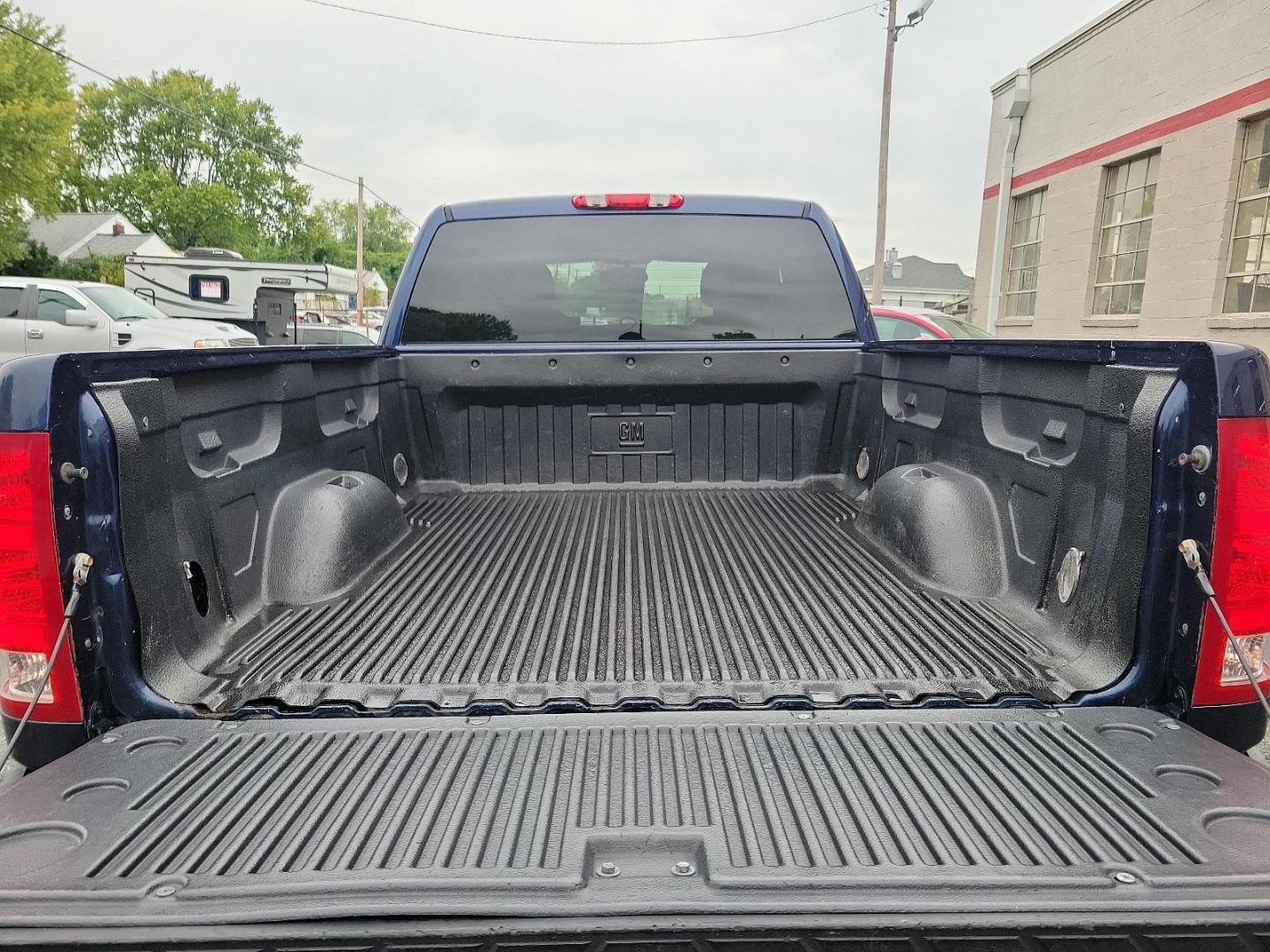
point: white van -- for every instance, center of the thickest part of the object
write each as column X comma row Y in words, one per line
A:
+ + + + +
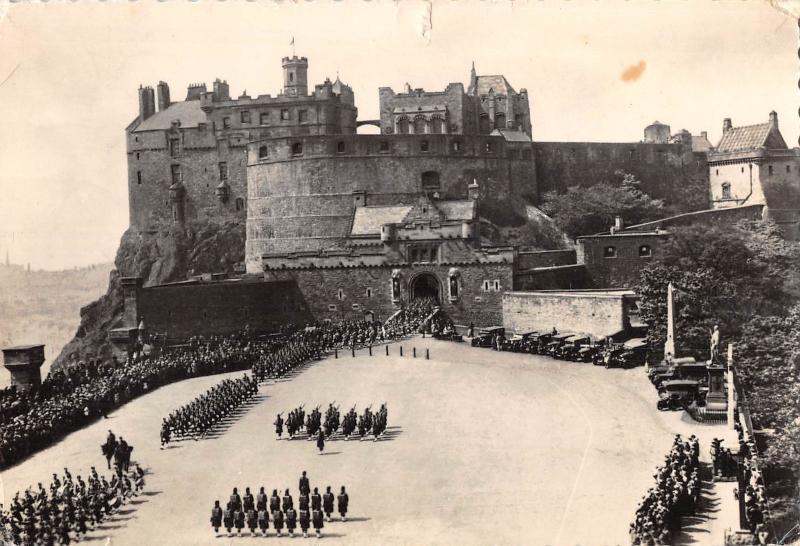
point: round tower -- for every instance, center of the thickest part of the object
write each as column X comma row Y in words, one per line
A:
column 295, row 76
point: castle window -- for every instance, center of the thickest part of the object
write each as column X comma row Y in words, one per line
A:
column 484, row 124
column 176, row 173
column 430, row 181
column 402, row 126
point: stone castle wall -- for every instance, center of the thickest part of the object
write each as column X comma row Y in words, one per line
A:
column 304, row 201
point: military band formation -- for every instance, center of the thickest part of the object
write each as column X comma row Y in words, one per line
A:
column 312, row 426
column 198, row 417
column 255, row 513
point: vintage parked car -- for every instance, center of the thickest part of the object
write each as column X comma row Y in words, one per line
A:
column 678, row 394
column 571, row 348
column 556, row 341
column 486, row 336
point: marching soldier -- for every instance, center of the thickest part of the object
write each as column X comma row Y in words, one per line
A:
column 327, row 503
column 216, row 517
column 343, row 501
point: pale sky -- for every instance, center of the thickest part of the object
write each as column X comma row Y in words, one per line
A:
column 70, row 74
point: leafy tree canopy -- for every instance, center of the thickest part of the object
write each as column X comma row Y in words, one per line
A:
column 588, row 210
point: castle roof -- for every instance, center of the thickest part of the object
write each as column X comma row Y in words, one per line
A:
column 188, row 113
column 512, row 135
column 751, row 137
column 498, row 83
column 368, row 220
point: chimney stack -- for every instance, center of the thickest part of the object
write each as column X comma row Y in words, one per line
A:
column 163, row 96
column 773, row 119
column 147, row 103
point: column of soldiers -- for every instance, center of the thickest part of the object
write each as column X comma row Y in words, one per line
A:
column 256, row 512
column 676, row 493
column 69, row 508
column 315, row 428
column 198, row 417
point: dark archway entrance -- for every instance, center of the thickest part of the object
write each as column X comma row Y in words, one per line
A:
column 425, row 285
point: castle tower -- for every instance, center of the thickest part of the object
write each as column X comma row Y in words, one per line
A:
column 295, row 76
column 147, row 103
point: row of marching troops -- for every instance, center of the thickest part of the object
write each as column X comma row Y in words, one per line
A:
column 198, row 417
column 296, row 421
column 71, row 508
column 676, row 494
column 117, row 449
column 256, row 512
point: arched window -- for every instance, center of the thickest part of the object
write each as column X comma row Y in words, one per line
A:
+ + + + +
## PROBLEM REQUIREMENTS
Report how many lines of the entries above contain the string "window", with case counting. Give only the number.

## WRITTEN RESPONSE
2